PASSAGE GIVEN
Then, supply this class to the ``qc`` argument as above.

.. code-block:: python

  P.extract_tiles(qc=CustomDeepFocus())


See :ref:`qc` for more information on the API for further QC customization.

Segmentation Models (U-Net)
---------------------------

Slideflow also provides an interface for both training and using segmentation models (e.g. U-Net, FPN, DeepLabV3) for slide-level masking. This is discussed separately in :ref:`segmentation`.

Grayspace filtering
--------------------

Grayspace filtering is a **tile-based method** that detects the amount of grayspace in a given image tile and discards the tile if the content exceeds a set threshold. RGB image tiles are converted to the HSV spectrum, and the fraction of pixels with saturation below a certain threshold is calculated. This filtering is performed separately for each tile as it is being extracted. Relevant arguments for grayspace filtering include:


- ``grayspace_threshold``: Saturation value, below which a pixel is considered gray. Range 0-1. Defaults to 0.05.
- ``grayspace_fraction``: Image tiles with grayspace above this fraction will be discarded. Defaults to 0.6.

Grayspace filtering is enabled by default, and can be disabled by passing ``grayspace_fraction=1`` to the ``.extract_tiles()`` functions.

Grayspace filtering is similar to Otsu's thresholding, with both operating in the HSV colorspace. Otsu's thresholding is ~30% faster than grayspace filtering for slides with accessible downsample layers, but if downsample layers are not stored in a given slide or are inaccessible (e.g. ``enable_downsample=False``), grayspace filtering may be faster. Grayspace filtering is more reliable than Otsu's thresholding for slides with abundant pen marks or other artifact, which can present issues for the Otsu's thresholding algorithm.

AIM A
Reproduce the documentation excerpt on tile filtering word for word, from start to finish.

[Image boundary annotation data]
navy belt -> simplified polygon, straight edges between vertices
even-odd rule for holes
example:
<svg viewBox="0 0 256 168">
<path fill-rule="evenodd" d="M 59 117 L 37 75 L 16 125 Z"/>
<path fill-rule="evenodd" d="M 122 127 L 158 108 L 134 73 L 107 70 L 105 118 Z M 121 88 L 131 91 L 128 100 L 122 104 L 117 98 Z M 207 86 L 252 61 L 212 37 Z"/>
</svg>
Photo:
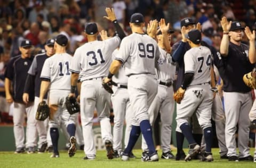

AIM B
Find every line in the records that contains the string "evenodd", matching case exactly, and copy each of those lines in full.

WRITTEN ANSWER A
Then, supply this class to the ``qc`` argument as above.

.. code-block:: python

  P.extract_tiles(qc=CustomDeepFocus())


See :ref:`qc` for more information on the API for further QC customization.

Segmentation Models (U-Net)
---------------------------

Slideflow also provides an interface for both training and using segmentation models (e.g. U-Net, FPN, DeepLabV3) for slide-level masking. This is discussed separately in :ref:`segmentation`.

Grayspace filtering
--------------------

Grayspace filtering is a **tile-based method** that detects the amount of grayspace in a given image tile and discards the tile if the content exceeds a set threshold. RGB image tiles are converted to the HSV spectrum, and the fraction of pixels with saturation below a certain threshold is calculated. This filtering is performed separately for each tile as it is being extracted. Relevant arguments for grayspace filtering include:


- ``grayspace_threshold``: Saturation value, below which a pixel is considered gray. Range 0-1. Defaults to 0.05.
- ``grayspace_fraction``: Image tiles with grayspace above this fraction will be discarded. Defaults to 0.6.

Grayspace filtering is enabled by default, and can be disabled by passing ``grayspace_fraction=1`` to the ``.extract_tiles()`` functions.

Grayspace filtering is similar to Otsu's thresholding, with both operating in the HSV colorspace. Otsu's thresholding is ~30% faster than grayspace filtering for slides with accessible downsample layers, but if downsample layers are not stored in a given slide or are inaccessible (e.g. ``enable_downsample=False``), grayspace filtering may be faster. Grayspace filtering is more reliable than Otsu's thresholding for slides with abundant pen marks or other artifact, which can present issues for the Otsu's thresholding algorithm.

WRITTEN ANSWER B
<path fill-rule="evenodd" d="M 59 117 L 37 75 L 16 125 Z"/>
<path fill-rule="evenodd" d="M 122 127 L 158 108 L 134 73 L 107 70 L 105 118 Z M 121 88 L 131 91 L 128 100 L 122 104 L 117 98 Z M 207 86 L 252 61 L 212 37 Z"/>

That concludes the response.